- **Tujuan**
Lanjutkan tulisan tentang transformasi kewirausahaan dalam birokrasi, mulai tepat setelah kalimat terakhirnya.

- **Kutipan teks**
▶
Perusahaan memperoleh income dari konsumennya, sedangkan pemerintah lebih besar
memperoleh income dari sektor pajak. Perusahaan biasanya didorong oleh
kompetisi, sedangkan pemerintahan biasanya didorong oleh kepentingan.
2.4. Transformasi Kewirausahaan Dalam
Birokrasi
Transformasi
kewirausahaan kedalam birokrasi dapat dilakukan dengan landasan
makro dan mikro, dan keduanya harus dijalankan secara bersama-sama serta
berkesinambungan.
a. Landasan
Makro
Adapun
landasan makro yang dimaksud adalah merubah regulasi
kepegawaian, pola pikir, budaya, dan nilai-nilai kerja para PNS agar
mereka bertransformasi menjadi PNS sebagai pelayan masyarakat yang
produktif dan kompetitif. Selain itu, harus dipastikan keberlangsungan
berjalannya sistem yang baik, sehingga terjadi perubahan positif menuju
perbaikan kualitas pelayanan publik secara terus-menerus. Dalam tataran
praktek, upaya peningkatan kualitas pelayanan publik dapat dilakukan melalui
pengembangan model-model pelayanan publik seperti model contracting
outdan franchising. Adapun dalam model contracting out, pemerintah
memegang peran sebagai pengatur, sedangkan pelayanan publik dilaksanakan oleh
swasta melalui suatu proses lelang. Untuk model franchising, pemerintah
menunjuk pihak swasta untuk dapat menyediakan pelayanan publik tertentu yang
diikuti dengan price regularity untuk mengatur harga maksimum.
Berdasarkan
landasan makro tersebut, maka kesemuanya akan dirinci lebih lanjut
dalam bentuk konkrit program (landasan mikro).
b. Landasan
Mikro
Adapun
landasan mikro yang dimaksud adalah:
1) Penetapan
standar pelayanan. Didalamnya tercakup pengembangan Standard
Operating Procedures (SOP), pelanjutan
(penyempurnaan) Standar Pelayanan Minimum
(SPM) yang telah dilaksanakan oleh Depdagri.
◀
- **Data yang diambil**
▶
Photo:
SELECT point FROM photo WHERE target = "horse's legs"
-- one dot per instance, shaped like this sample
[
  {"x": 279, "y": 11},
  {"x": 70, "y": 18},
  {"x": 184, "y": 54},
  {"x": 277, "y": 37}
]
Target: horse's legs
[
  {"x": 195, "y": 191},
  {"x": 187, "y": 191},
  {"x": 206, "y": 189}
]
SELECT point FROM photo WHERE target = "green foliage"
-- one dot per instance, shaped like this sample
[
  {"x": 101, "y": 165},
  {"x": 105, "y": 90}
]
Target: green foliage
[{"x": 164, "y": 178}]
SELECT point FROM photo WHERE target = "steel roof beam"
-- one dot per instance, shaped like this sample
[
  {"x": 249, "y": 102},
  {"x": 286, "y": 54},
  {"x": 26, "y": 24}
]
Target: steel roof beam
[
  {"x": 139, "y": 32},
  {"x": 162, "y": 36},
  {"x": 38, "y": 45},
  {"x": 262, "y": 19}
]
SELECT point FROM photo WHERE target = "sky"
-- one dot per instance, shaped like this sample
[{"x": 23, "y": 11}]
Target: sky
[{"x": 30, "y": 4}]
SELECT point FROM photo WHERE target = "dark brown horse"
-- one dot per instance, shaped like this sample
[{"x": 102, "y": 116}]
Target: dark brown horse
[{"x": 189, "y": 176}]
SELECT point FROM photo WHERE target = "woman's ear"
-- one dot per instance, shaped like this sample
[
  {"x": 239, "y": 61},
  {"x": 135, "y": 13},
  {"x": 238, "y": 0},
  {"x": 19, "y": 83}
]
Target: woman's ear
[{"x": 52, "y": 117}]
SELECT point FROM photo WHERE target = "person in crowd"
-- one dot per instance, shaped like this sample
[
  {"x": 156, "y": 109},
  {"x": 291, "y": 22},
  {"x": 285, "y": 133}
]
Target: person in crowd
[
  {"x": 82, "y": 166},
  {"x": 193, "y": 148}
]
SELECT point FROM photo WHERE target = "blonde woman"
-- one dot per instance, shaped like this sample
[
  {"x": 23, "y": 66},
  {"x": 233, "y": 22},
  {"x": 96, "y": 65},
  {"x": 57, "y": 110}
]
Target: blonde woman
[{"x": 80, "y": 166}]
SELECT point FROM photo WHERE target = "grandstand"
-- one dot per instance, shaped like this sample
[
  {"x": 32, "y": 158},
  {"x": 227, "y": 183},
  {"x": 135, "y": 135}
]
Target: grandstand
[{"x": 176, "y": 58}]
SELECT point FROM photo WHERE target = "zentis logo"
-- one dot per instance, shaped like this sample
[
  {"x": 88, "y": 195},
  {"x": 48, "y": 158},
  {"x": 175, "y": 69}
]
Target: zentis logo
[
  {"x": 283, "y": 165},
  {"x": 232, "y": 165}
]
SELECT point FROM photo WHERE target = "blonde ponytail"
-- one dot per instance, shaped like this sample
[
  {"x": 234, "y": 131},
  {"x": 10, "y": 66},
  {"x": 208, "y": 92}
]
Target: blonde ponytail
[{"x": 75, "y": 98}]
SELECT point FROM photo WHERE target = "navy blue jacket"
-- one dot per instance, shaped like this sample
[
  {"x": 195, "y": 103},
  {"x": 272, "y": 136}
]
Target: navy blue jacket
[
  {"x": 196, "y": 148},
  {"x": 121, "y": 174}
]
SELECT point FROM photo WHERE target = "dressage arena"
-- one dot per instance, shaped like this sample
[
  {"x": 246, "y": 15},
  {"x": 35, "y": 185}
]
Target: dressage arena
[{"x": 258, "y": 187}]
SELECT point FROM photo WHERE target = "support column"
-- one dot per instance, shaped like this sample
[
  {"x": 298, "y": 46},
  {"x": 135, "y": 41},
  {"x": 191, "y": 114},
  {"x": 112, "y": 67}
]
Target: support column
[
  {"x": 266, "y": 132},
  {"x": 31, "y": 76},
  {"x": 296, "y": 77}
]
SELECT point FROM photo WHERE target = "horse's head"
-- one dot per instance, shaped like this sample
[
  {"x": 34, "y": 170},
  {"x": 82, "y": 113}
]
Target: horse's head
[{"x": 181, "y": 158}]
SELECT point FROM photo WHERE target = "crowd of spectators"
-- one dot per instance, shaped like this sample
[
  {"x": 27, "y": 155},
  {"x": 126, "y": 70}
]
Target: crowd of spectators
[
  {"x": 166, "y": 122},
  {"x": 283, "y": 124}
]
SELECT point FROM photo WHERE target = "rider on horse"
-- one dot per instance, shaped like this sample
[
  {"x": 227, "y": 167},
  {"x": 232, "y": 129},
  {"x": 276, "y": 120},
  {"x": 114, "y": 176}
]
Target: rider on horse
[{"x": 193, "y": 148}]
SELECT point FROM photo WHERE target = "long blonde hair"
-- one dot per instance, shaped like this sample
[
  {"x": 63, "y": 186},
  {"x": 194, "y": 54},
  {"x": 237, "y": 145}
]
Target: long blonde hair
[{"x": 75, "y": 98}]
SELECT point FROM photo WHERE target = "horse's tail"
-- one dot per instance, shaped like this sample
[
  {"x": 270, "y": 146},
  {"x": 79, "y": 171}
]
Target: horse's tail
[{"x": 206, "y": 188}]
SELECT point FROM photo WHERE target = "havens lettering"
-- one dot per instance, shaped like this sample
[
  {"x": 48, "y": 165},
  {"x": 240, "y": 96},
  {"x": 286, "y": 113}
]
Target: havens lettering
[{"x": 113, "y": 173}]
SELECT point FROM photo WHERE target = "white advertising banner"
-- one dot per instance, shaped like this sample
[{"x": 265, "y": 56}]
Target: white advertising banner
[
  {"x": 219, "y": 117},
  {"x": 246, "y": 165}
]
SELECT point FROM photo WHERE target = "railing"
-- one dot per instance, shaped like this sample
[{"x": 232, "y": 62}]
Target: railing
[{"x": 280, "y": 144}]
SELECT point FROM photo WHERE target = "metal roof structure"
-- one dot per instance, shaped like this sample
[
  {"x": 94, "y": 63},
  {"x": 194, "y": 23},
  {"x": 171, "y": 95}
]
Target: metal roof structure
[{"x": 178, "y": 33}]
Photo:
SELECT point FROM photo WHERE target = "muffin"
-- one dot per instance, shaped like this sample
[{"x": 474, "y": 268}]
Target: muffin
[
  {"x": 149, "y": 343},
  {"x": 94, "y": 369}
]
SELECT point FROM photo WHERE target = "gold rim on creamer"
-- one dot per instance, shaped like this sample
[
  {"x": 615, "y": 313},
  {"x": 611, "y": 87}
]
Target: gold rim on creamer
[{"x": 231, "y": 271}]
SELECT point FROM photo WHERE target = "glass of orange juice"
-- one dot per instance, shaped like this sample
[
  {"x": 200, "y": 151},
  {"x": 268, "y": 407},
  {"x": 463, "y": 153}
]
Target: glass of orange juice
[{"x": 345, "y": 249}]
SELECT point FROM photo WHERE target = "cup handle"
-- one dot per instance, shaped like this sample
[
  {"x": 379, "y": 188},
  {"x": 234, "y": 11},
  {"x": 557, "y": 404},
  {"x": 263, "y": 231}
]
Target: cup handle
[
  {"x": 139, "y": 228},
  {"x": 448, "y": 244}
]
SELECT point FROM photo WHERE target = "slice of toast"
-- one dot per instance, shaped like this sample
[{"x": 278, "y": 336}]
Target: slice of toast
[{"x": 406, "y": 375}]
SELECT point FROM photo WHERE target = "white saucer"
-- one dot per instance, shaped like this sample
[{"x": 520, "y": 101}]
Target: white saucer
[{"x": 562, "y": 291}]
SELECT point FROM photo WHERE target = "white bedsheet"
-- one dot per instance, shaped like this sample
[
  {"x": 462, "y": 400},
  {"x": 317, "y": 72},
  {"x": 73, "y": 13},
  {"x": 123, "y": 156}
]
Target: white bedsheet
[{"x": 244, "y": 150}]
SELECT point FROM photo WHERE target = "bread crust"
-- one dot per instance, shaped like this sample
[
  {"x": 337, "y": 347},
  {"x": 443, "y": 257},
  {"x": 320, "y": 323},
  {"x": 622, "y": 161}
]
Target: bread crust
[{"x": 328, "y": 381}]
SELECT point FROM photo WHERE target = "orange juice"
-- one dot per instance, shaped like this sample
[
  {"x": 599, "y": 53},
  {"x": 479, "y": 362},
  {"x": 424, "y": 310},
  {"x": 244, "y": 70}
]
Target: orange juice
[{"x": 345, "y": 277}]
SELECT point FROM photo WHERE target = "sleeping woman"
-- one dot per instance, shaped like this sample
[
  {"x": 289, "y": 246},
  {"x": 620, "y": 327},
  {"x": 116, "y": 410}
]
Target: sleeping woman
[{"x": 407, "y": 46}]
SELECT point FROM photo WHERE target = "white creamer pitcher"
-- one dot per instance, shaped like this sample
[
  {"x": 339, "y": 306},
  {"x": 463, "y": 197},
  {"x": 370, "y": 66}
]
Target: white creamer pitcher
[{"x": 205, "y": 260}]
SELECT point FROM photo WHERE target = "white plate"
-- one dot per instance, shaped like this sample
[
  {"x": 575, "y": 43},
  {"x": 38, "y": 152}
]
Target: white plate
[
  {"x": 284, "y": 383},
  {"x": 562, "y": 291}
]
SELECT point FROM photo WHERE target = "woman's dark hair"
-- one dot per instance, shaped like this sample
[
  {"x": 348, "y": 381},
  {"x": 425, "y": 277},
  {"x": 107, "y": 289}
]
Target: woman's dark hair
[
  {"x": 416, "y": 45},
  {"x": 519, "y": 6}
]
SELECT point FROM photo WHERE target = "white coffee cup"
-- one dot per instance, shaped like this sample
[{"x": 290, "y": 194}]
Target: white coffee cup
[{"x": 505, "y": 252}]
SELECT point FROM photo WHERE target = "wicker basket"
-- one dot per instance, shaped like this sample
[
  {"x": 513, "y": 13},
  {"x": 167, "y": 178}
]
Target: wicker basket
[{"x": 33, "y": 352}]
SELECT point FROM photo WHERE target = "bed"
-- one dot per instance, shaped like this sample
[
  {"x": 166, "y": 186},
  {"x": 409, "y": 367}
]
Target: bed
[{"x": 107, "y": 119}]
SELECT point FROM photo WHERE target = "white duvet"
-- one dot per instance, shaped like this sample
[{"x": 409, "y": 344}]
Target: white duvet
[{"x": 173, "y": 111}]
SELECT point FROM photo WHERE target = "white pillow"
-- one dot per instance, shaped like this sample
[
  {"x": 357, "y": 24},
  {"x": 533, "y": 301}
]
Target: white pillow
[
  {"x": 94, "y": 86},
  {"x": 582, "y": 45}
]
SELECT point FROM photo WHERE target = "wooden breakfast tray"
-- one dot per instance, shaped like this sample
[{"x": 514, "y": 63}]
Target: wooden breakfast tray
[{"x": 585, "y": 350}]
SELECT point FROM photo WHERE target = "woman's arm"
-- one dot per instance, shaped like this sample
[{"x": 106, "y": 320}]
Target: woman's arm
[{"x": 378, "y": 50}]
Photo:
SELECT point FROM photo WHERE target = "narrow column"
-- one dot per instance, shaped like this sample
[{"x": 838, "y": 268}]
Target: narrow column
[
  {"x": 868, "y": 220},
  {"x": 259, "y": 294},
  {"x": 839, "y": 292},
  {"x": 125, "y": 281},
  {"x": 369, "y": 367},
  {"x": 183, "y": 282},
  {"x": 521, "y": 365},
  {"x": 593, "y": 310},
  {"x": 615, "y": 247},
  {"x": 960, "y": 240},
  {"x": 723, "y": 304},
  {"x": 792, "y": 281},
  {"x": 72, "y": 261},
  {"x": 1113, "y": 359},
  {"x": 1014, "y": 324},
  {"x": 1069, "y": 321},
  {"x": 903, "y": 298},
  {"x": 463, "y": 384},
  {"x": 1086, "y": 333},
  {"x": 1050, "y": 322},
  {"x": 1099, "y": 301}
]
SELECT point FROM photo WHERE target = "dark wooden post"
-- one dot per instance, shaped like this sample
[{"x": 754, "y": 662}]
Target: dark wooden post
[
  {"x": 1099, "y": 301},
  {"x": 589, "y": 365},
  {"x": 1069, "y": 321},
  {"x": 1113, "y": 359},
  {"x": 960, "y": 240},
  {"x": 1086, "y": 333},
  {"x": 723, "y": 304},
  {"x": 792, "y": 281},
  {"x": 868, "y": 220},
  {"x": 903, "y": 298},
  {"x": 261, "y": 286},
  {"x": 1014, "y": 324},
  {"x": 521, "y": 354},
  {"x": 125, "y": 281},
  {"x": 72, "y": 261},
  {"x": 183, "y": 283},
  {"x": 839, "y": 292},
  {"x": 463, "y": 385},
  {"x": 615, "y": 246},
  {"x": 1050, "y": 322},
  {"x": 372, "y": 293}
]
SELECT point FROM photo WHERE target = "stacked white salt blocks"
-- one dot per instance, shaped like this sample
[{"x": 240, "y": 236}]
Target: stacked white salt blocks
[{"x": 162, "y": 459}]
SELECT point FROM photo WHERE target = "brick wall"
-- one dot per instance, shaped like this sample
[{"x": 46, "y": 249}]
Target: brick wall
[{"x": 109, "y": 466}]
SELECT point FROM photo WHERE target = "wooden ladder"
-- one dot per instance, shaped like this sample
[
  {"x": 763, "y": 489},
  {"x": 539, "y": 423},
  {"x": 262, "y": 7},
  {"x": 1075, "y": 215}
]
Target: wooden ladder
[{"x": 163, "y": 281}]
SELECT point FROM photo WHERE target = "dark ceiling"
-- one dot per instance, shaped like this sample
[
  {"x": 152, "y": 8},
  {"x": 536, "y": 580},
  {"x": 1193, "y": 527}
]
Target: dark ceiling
◀
- **Jawaban akhir**
2) Pelaksanaan
survei pelayanan publik. Untuk survei ini, maka dia dapat dilakukan
oleh Kementrian Negara Pendayagunaan Aparatur
Negara.
3) Pembuatan
indeks pelayanan publik. Untuk indeks ini dapat berasal dari
penerapan SPM di bidang lingkungan hidup,
kesehatan, sosial, dan pemerintahan (kabupaten/kota), penyusunan anggaran
Pemda, dan bidang pendidikan.
4) Pengembangan
sistem manajemen pengaduan.
Dari
sisi mikro, pengaduan masyarakat merupakan satu sumber informasi
bagi upaya-upaya pihak penyelenggara pelayanan publik (PNS) untuk
secara konsisten menjaga pelayanan yang dihasilkannya agar sesuai dengan
standar yang telah ditetapkan. Oleh karena itu, perlu didisain suatu sistem pengelolaan
pengaduan yang secara cepat, efektif dan efisien dalam mengolah berbagai
pengaduan masyarakat, sehingga pengaduan masyarakat tersebut menjadi bahan
masukan bagi perbaikan kualitas pelayanan publik ke depan.
5) Dengan
menggunakan model contracting
out dan franchising perusahaan yang memegang
pelayanan publik akan berusaha untuk tetap memberikan pelayanan yang baik
karena sewaktu-waktu mereka dapat digantikan oleh perusahaan lain apabila
mereka tidak memberikan pelayanan yang baik terhadap publik.
Paradigma
masyarakat Indonesia terhadap Pegawai Negeri Sipil (PNS)
Bagi masyarakat Indonesia merupakan berita yang membahagiakan saat
diumumkannya dan diketahuinya akan diadakan penerimaan CPNS/CPNSD melalui media
cetak maupun elektronik. Dan sebagian besar masyarakat juga telah mengetahui
bahwa untuk menjadi PNS tidak diutamakan kompetensi atau kemampuan disiplin
ilmu, melainkan yang diutamakan adalah kemampuan finansial dan relasi yang
kuat.
Jutaan orang angkatan kerja Indonesia bermimpi untuk menjadi PNS.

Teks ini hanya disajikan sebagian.